* **Problem statement**
Locate the string "paddle" in the listing below. Copy every line where it is found.

* **Available data**

↓

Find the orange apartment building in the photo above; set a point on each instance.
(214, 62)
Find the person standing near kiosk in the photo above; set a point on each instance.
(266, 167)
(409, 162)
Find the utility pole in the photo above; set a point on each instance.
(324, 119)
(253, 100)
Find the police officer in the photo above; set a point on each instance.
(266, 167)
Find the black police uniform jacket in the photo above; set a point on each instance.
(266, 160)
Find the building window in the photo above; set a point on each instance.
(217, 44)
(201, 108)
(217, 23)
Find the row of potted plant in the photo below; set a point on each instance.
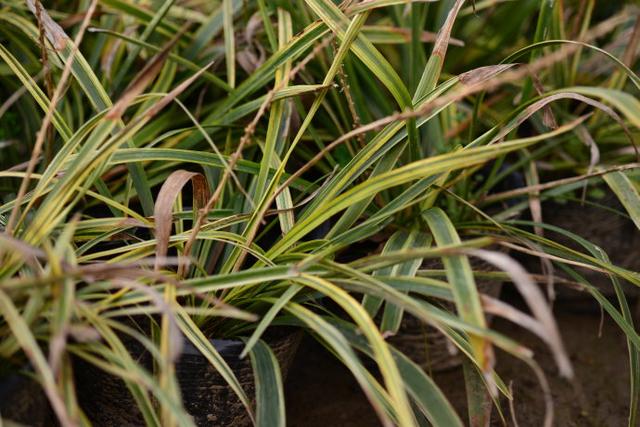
(206, 182)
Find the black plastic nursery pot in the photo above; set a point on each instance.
(427, 346)
(23, 401)
(106, 400)
(616, 234)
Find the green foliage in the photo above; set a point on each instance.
(221, 168)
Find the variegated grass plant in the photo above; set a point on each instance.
(224, 167)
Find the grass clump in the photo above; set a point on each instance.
(183, 171)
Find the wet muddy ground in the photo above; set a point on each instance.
(320, 392)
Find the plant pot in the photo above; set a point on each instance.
(615, 234)
(23, 401)
(427, 346)
(206, 395)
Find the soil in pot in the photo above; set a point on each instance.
(603, 226)
(206, 395)
(23, 401)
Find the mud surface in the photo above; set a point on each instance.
(320, 392)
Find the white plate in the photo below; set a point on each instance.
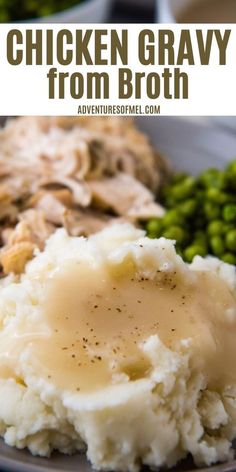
(192, 147)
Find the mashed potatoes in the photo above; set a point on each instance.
(113, 343)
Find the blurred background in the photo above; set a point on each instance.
(133, 11)
(123, 11)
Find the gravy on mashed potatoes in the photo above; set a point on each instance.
(113, 342)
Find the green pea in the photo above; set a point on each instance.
(194, 250)
(212, 211)
(232, 166)
(215, 228)
(154, 227)
(217, 245)
(176, 233)
(227, 227)
(200, 238)
(229, 258)
(215, 195)
(188, 207)
(172, 217)
(230, 240)
(229, 213)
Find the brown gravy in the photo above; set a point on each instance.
(209, 11)
(98, 319)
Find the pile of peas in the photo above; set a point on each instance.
(19, 10)
(201, 214)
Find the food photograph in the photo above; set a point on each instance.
(117, 294)
(117, 276)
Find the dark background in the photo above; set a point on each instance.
(142, 11)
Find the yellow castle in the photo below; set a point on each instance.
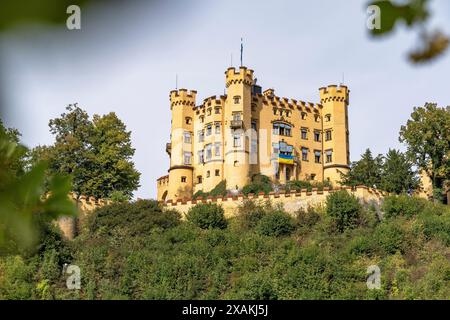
(249, 131)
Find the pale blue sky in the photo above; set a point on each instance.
(125, 57)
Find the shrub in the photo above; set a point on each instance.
(260, 183)
(308, 217)
(207, 215)
(131, 219)
(389, 236)
(402, 205)
(275, 223)
(344, 209)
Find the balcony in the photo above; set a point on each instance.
(237, 124)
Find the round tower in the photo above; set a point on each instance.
(237, 127)
(180, 147)
(336, 149)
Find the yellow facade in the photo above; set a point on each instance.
(247, 131)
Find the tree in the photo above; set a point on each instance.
(95, 154)
(397, 173)
(366, 171)
(427, 137)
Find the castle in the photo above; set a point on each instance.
(249, 131)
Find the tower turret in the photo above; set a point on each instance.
(237, 126)
(180, 147)
(335, 100)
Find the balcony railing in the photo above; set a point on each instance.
(237, 124)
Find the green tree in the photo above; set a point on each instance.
(397, 173)
(427, 137)
(344, 209)
(366, 171)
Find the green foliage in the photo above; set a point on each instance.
(344, 209)
(397, 175)
(427, 137)
(22, 198)
(402, 205)
(206, 216)
(275, 224)
(260, 183)
(95, 154)
(132, 219)
(366, 171)
(219, 190)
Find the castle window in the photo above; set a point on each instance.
(187, 157)
(201, 135)
(305, 154)
(187, 137)
(317, 155)
(201, 157)
(217, 128)
(329, 154)
(304, 133)
(282, 129)
(208, 149)
(328, 135)
(217, 149)
(317, 136)
(236, 140)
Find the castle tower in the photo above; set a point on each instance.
(180, 147)
(237, 120)
(336, 149)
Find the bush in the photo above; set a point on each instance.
(207, 215)
(344, 209)
(250, 213)
(389, 236)
(402, 205)
(260, 183)
(219, 190)
(131, 219)
(276, 223)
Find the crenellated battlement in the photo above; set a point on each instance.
(182, 97)
(334, 93)
(244, 76)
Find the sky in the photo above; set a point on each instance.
(126, 57)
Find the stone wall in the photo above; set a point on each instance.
(291, 201)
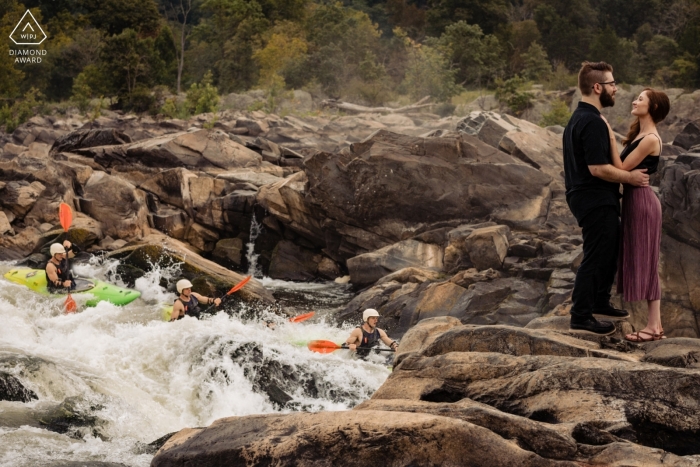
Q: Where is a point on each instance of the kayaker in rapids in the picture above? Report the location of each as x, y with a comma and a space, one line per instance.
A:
58, 273
188, 302
367, 336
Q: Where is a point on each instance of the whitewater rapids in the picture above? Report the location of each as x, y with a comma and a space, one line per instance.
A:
135, 378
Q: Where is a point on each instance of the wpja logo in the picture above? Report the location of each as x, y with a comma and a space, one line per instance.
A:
28, 32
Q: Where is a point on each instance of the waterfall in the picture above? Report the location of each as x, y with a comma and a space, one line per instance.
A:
252, 257
109, 379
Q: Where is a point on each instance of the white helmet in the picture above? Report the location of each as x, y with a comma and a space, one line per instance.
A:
183, 284
369, 312
57, 248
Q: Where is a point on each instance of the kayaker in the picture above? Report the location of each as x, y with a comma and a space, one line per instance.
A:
58, 275
188, 302
365, 337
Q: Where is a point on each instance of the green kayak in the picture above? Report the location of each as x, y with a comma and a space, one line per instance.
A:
96, 290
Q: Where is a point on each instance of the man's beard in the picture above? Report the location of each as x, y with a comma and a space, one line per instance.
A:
606, 99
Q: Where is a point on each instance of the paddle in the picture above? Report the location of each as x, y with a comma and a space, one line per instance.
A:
300, 318
321, 346
65, 215
234, 289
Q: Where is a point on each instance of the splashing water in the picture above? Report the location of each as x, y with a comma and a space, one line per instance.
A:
127, 378
252, 257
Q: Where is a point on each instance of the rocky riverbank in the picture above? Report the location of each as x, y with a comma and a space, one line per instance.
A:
445, 225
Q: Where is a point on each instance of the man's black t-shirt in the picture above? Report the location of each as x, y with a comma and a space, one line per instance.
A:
587, 142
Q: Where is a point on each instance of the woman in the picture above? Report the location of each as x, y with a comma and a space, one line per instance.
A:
638, 277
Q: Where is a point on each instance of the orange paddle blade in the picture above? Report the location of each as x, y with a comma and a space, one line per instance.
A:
321, 346
65, 214
238, 286
71, 306
300, 318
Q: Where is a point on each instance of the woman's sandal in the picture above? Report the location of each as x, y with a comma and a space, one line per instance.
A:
652, 337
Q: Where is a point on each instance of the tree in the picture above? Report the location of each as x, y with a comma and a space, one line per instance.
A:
178, 11
114, 16
487, 14
476, 57
430, 74
620, 53
536, 63
127, 61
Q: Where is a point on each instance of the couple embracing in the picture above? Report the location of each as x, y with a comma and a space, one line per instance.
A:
593, 171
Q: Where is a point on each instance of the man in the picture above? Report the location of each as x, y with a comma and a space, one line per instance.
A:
58, 275
188, 302
593, 195
367, 336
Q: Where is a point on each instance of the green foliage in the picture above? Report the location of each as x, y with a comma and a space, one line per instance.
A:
429, 74
536, 65
509, 93
114, 16
20, 111
82, 93
489, 14
202, 97
559, 115
561, 79
476, 57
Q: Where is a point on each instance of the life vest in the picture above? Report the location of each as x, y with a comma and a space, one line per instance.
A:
63, 274
369, 341
191, 307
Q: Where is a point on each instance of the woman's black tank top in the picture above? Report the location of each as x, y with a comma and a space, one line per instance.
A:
651, 163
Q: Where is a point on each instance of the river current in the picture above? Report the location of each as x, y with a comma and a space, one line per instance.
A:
126, 378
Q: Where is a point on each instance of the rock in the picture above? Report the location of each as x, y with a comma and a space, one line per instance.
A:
158, 249
388, 184
254, 127
689, 137
89, 138
316, 439
118, 205
487, 247
11, 389
228, 252
563, 383
5, 226
533, 436
197, 149
676, 353
19, 197
14, 247
293, 263
424, 333
201, 237
329, 269
370, 267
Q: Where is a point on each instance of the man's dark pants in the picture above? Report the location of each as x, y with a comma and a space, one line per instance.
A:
595, 276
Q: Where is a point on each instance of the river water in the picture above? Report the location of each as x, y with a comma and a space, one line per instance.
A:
127, 378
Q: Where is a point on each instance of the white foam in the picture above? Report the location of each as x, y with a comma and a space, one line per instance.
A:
145, 377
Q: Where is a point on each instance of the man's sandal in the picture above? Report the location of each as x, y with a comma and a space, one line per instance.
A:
652, 337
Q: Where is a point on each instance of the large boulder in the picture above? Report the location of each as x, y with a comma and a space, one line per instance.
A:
89, 138
117, 204
370, 267
388, 185
19, 197
208, 277
355, 438
197, 149
546, 377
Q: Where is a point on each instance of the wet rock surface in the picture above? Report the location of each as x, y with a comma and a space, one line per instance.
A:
552, 398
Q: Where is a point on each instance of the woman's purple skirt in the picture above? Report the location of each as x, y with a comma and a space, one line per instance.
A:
638, 265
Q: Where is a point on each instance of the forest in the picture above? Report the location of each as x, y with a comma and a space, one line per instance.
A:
139, 55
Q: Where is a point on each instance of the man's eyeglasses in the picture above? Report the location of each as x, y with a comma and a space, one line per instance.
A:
614, 83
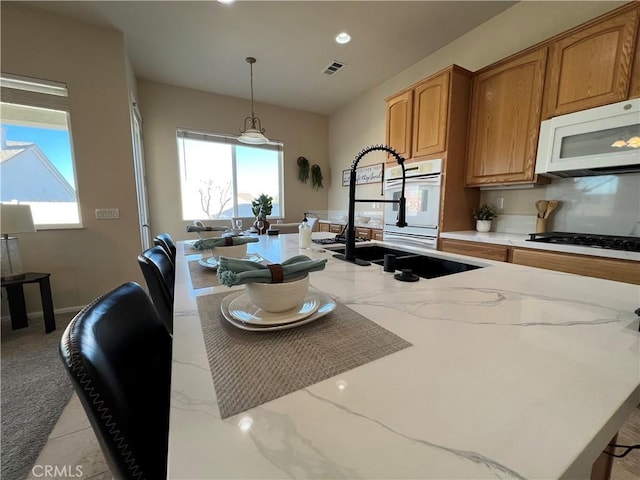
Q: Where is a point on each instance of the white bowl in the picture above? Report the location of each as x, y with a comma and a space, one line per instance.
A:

↑

* **Response**
Q: Where is a point on each instance of the paddle in the picture above? Report the location of each as x, y with a comma and a space, one line per instance.
Q: Where is a point on each instance of the orange paddle blade in the picture above? Report the location of each as x, y with a comma and a space, one line per instance.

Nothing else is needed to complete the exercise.